Work task A
In the letter about the sugar industry's influence on policy, to what year does the Sugar Research Foundation's research program date?
Work task B
Please reproduce the sugar industry letter word for word, from "We did not conclude" up to and including "sugar raises triglycerides.".

··· Text shown

Published in final edited form as: Science. 2018 May 4;360(6388):501. doi: 10.1126/science.aat3763

The sugar industry’s influence on policy

C Kearns 1,2,*, L Schmidt 1,3,4, D Apollonio 1,5,6,7, S Glantz 1,3,6,7,8
PMCID: PMC7289079  NIHMSID: NIHMS1593391  PMID: 29724946

In the Policy Forum “Was there ever really a ‘sugar conspiracy’?” (16 February, p. 747), D. M. Johns and G. M. Oppenheimer based their criticism of our research on news stories, press releases, a podcast, and a commentary, not our peer-reviewed papers (1, 2). Contrary to their assertions, our publications do indeed “focus on the evidence” and “follow the data.”

Our JAMA Internal Medicine paper (1) demonstrated that Harvard nutrition researchers McGandy, Hegsted, and Stare used a double standard when critiquing the epidemiologic, experimental, and mechanistic evidence linking sugar to heart disease in their Sugar Research Foundation (SRF)–funded 1967 New England Journal of Medicine review (3, 4). Hegsted’s beliefs and publications that were unfavorable to his meat and dairy industry sponsors have no bearing on our conclusions about the bias in his review on the health effects of sugar. Johns and Oppenheimer attempt to put the research in the context of the time, but “logic and tools” and “norms and standards” have always called upon scientists to apply objective criteria when evaluating evidence.

We did not conclude that McGandy et al.’s review “meaningfully shaped the course of dietary science and policy,” as asserted by Johns and Oppenheimer. Rather, we concluded that the sugar industry’s sponsorship of this review, together with other historical and current evidence (58), suggests that the industry may have a long history of influence. Our recent PLOS Biology paper (2) further documented how SRF terminated funding for and failed to disclose or follow up on preliminary data in the 1970s that strengthened the emerging case—borne out by subsequent research (9)—that elevated triglycerides are a cardiometabolic risk factor and that sugar raises triglycerides.

Efforts to understand the impact of SRF’s research program, which dates to 1943 (10), are hardly “ahistorical,” a “conspiratorial narrative,” or a “fallacy of emphasizing the machinations of one commodity sector.” Rather, they are a necessary step to providing critical context about these industries, which is currently missing from historical accounts and policy discussions.

······
··· Information

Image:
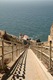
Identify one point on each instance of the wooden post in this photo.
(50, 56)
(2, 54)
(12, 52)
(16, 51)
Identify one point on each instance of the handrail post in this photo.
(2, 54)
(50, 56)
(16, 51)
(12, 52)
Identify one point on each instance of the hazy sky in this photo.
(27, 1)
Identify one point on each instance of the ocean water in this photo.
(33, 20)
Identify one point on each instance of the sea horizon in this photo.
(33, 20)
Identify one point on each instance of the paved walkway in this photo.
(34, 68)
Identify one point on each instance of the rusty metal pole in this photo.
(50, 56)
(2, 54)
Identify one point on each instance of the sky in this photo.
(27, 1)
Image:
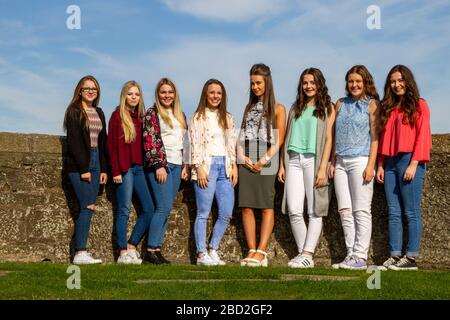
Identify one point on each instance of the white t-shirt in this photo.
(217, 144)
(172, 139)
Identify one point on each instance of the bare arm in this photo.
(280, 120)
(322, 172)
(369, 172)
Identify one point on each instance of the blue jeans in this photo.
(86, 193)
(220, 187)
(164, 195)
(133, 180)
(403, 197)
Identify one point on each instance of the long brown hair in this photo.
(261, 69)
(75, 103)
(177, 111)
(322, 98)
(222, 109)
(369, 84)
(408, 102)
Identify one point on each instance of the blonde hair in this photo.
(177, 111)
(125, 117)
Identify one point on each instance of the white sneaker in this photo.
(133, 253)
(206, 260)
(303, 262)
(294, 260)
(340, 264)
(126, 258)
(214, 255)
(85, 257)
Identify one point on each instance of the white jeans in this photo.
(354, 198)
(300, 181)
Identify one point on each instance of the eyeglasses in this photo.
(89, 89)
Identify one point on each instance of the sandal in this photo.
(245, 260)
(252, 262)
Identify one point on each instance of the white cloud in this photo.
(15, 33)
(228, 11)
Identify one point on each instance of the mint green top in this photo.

······

Exercise output A
1943

Exercise output B
We did not conclude that McGandy et al.’s review “meaningfully shaped the course of dietary science and policy,” as asserted by Johns and Oppenheimer. Rather, we concluded that the sugar industry’s sponsorship of this review, together with other historical and current evidence (58), suggests that the industry may have a long history of influence. Our recent PLOS Biology paper (2) further documented how SRF terminated funding for and failed to disclose or follow up on preliminary data in the 1970s that strengthened the emerging case—borne out by subsequent research (9)—that elevated triglycerides are a cardiometabolic risk factor and that sugar raises triglycerides.